Source material START
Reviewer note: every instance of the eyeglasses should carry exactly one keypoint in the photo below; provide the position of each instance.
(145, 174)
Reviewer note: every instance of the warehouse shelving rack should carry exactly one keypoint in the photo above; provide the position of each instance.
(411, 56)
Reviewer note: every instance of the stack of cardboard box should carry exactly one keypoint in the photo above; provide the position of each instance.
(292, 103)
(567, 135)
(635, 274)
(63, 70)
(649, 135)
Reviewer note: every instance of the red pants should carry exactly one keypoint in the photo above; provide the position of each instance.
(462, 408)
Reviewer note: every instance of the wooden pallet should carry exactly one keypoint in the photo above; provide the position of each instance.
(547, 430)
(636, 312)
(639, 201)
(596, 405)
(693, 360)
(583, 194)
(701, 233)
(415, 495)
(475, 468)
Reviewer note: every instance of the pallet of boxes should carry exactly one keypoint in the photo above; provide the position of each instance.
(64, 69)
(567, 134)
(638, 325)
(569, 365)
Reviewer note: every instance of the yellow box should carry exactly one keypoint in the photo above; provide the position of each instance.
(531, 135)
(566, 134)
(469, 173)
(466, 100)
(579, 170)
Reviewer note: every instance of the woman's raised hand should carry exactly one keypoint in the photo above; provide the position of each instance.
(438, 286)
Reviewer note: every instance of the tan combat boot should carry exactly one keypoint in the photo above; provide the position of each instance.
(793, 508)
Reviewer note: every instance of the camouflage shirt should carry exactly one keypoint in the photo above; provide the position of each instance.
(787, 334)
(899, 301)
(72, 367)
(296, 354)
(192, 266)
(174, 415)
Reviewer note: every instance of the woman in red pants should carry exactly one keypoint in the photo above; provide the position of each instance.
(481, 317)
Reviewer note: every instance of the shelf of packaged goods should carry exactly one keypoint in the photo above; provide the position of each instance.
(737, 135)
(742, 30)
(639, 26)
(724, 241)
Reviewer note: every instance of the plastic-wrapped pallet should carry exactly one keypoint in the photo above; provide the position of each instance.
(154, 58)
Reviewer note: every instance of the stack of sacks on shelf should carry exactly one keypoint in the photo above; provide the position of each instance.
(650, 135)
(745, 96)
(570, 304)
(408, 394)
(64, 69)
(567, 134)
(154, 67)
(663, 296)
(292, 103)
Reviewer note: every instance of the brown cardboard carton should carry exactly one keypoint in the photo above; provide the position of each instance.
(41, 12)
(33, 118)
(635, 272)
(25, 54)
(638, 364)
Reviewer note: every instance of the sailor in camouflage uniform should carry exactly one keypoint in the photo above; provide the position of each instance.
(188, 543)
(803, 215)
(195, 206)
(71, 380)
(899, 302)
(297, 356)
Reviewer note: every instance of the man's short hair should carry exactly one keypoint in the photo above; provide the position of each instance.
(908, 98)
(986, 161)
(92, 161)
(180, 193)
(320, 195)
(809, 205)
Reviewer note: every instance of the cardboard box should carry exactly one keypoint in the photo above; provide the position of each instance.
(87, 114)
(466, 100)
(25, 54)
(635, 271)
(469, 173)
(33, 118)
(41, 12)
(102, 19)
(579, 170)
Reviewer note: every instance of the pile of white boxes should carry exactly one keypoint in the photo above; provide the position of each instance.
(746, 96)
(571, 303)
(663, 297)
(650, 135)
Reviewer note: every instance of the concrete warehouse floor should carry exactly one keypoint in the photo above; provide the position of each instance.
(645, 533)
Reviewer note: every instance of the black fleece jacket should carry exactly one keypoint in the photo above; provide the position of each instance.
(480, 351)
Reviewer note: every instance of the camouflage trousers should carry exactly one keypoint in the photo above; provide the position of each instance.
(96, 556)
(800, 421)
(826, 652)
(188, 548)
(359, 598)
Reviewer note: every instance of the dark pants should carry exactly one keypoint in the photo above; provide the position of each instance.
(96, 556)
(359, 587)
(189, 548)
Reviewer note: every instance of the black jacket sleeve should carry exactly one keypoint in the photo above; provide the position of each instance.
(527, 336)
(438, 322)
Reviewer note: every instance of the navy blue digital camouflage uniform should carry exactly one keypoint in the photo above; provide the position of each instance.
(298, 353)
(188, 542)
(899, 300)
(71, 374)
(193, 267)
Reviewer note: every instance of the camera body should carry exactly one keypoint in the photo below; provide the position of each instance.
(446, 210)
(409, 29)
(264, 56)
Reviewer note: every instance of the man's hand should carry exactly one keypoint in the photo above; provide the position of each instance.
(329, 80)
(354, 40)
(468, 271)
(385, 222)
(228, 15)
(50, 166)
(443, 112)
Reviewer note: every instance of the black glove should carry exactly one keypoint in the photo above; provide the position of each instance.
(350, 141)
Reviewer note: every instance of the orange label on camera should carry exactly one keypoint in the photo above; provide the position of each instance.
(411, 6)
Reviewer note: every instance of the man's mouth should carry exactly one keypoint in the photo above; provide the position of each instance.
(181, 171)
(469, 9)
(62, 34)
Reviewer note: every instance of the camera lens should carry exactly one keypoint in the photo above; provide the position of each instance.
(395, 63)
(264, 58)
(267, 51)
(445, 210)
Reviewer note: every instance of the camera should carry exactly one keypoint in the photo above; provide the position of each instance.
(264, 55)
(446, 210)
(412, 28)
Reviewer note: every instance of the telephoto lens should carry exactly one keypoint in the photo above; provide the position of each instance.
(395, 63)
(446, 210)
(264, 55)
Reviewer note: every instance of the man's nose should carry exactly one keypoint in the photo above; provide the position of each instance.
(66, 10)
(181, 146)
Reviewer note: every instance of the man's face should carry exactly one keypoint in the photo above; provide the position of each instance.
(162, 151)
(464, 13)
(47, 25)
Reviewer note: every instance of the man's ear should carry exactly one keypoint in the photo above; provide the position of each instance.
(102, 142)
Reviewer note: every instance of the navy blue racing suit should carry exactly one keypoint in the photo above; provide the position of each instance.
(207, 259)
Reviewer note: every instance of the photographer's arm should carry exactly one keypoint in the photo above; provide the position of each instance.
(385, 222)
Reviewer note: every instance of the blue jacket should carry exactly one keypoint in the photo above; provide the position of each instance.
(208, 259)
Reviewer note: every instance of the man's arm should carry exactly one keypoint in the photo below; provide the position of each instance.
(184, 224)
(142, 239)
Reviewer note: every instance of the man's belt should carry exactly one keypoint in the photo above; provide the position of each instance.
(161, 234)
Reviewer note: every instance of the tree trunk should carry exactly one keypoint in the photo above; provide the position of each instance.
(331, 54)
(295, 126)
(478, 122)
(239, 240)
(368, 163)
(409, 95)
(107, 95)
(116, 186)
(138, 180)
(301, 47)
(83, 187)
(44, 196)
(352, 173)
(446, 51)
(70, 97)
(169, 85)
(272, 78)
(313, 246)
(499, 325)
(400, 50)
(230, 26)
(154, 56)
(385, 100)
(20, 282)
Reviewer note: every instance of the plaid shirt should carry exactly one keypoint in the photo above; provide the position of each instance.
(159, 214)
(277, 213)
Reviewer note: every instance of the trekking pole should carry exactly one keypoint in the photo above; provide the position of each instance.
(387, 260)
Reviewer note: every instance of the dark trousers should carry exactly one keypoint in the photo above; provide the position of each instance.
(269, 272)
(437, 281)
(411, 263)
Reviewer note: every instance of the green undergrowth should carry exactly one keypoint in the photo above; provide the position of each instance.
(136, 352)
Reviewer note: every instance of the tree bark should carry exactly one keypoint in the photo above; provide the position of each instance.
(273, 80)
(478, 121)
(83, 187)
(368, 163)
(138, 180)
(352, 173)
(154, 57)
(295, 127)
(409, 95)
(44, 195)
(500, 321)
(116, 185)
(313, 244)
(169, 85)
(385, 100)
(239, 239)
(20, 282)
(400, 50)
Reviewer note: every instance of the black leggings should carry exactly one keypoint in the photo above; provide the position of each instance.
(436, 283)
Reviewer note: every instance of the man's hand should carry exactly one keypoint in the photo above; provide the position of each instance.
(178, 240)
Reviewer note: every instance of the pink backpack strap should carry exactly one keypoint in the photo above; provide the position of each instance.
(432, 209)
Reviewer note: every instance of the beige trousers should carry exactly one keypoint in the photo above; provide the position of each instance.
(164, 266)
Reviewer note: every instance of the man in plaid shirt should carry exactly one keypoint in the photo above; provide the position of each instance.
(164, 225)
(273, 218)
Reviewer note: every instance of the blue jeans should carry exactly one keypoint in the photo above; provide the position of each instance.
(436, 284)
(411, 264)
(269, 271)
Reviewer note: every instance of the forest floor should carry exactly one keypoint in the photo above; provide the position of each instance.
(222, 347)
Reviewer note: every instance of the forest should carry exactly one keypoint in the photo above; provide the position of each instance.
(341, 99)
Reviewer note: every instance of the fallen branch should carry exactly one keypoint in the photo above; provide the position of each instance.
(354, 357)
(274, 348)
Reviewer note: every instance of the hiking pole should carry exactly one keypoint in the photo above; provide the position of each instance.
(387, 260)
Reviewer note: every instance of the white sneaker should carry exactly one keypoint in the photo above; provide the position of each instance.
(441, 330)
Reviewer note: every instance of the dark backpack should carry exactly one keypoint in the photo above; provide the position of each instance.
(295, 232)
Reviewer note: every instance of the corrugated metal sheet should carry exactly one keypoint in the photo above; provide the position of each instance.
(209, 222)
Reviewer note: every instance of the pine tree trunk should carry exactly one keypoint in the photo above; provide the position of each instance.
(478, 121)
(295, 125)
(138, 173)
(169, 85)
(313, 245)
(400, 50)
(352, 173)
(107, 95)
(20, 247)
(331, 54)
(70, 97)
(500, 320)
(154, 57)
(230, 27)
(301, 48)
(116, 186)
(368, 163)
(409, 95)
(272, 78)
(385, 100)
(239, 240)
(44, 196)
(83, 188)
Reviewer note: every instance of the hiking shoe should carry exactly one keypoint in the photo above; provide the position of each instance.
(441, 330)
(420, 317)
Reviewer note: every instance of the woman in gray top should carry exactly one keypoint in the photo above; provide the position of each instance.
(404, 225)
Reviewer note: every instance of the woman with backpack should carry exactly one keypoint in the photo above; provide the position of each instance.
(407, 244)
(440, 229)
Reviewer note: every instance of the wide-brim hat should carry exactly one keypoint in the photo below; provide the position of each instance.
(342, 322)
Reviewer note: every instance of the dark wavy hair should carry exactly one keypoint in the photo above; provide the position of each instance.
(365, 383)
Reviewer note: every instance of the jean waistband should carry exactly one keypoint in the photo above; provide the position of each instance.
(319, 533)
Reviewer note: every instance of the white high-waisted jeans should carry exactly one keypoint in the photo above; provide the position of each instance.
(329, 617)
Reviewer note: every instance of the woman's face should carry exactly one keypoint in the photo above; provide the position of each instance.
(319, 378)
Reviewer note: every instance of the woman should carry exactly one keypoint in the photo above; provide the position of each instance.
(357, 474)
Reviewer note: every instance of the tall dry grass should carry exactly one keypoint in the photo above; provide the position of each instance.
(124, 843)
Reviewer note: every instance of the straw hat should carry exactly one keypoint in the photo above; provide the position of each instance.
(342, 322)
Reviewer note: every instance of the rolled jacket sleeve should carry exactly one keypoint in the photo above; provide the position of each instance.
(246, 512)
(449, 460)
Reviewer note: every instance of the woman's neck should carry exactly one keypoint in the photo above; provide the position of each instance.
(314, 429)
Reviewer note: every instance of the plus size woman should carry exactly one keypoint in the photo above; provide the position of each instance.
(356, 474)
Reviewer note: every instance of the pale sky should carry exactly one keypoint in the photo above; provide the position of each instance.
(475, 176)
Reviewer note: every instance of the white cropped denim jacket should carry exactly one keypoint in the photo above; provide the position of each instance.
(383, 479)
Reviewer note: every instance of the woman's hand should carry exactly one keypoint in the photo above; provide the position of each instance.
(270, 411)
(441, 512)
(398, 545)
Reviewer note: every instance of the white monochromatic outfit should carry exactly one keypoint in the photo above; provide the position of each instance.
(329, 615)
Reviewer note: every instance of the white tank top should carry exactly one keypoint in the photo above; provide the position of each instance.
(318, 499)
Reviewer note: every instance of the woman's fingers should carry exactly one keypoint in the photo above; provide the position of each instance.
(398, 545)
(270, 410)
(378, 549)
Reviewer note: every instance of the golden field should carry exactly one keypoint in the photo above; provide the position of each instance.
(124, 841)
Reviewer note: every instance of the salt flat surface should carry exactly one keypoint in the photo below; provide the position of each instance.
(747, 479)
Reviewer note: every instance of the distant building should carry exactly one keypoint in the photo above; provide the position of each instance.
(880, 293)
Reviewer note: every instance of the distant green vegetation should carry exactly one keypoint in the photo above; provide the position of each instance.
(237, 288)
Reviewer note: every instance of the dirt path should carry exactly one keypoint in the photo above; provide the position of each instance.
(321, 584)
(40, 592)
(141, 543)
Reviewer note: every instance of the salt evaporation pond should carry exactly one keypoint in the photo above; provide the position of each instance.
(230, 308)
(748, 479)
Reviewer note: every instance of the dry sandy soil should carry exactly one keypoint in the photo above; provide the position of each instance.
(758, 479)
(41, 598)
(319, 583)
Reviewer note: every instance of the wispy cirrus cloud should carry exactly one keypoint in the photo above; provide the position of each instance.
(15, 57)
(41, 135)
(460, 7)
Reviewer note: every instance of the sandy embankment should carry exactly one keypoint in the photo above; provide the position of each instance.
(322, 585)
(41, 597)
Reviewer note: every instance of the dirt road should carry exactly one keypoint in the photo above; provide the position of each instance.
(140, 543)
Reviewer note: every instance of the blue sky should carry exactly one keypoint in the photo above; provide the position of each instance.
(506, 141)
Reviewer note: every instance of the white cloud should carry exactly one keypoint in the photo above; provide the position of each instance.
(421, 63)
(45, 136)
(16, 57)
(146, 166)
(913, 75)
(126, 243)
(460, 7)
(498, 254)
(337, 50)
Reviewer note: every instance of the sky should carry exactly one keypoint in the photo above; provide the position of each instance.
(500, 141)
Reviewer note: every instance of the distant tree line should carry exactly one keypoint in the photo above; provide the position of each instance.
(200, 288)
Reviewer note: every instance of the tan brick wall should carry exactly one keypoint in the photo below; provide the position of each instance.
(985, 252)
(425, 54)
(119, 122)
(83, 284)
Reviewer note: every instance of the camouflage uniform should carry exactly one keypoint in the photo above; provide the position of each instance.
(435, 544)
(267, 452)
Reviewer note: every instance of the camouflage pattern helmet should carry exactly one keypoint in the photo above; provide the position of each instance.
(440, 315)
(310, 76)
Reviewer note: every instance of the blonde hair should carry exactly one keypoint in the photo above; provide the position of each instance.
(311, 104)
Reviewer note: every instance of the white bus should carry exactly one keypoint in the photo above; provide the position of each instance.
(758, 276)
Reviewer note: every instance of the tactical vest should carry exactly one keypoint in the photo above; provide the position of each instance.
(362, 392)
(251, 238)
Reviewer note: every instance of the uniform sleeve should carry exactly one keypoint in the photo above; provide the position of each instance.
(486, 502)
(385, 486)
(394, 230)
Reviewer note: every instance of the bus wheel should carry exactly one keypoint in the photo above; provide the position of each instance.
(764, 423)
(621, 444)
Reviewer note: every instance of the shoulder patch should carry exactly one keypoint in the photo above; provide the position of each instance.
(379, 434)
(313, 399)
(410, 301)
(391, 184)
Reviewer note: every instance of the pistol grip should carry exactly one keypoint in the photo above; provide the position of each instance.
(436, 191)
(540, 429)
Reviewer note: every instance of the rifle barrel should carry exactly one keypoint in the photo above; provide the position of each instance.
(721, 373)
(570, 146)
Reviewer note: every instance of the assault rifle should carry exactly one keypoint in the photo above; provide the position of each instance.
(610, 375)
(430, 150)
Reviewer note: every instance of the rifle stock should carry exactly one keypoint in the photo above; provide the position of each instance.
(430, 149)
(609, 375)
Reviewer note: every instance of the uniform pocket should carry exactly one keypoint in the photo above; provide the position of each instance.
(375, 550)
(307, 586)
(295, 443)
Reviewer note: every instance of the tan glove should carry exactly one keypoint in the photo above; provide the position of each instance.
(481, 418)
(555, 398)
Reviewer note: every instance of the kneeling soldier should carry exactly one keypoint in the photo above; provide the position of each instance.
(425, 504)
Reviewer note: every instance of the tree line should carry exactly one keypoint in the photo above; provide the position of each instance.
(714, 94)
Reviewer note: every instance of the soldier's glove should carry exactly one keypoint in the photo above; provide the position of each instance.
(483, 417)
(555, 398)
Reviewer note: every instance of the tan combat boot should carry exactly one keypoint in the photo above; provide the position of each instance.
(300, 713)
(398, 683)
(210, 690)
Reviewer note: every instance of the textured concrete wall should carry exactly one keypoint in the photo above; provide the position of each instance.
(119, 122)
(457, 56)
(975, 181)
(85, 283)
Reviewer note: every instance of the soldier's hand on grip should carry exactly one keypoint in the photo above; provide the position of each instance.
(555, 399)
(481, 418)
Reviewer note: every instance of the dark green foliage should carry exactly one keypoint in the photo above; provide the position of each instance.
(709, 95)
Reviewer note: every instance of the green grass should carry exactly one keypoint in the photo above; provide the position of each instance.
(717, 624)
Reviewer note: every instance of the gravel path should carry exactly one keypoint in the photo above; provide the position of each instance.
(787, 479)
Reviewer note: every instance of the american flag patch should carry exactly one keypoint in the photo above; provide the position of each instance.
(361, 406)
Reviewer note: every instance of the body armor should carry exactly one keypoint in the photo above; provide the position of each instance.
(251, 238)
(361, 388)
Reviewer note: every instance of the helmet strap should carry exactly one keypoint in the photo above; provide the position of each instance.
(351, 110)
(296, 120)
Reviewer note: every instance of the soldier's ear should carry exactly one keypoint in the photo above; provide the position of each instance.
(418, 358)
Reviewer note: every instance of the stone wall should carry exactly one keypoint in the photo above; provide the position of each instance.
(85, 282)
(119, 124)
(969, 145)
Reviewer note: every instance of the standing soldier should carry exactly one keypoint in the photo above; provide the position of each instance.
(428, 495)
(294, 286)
Source material END
• **Problem to solve**
Starting at the line that contains "Reviewer note: every instance of the textured", retype each remaining line of the records exactly; that line and the last line are both included.

• **Exercise answer**
Reviewer note: every instance of the textured concrete wall should carry exactly one keypoint in the photo above; provide the position of each instance.
(119, 122)
(457, 56)
(975, 181)
(85, 283)
Reviewer note: every instance of the soldier's hand on grip should carry exactly one keypoint in the photo above; provide the position of each instance.
(555, 399)
(481, 418)
Reviewer note: every instance of the dark green foliage should carry exactly one keypoint in the photo above; provide the position of each instance.
(709, 95)
Reviewer note: every instance of the green grass should carry exactly one keypoint in the photo above; provide the position of each instance.
(717, 624)
Reviewer note: every instance of the gravel path should carry exactly one keypoint in the photo above; provide the position of each instance.
(787, 479)
Reviewer note: every instance of the american flag patch should carry exactly one keypoint in the photo above; provide the position of each instance.
(361, 406)
Reviewer note: every instance of the body armor should carry exactly one keypoint in the photo above; provide the position of each instance.
(251, 238)
(361, 388)
Reviewer note: every instance of the helmet strap should carry exactly one keypoint in the photo above; provide the position of each instance.
(351, 110)
(296, 120)
Reviewer note: every instance of the soldier's ear should carry exactly one keypoint in the photo above; provide the position of each instance.
(418, 358)
Reviewer note: every instance of the stone wall should carry exactly one keypoint in the photo above; provide the position of each instance.
(85, 282)
(119, 124)
(969, 145)
Reviewer note: every instance of the standing soldier should carry exactly one keypoint in the photo above; provide the position of each instance.
(428, 495)
(294, 286)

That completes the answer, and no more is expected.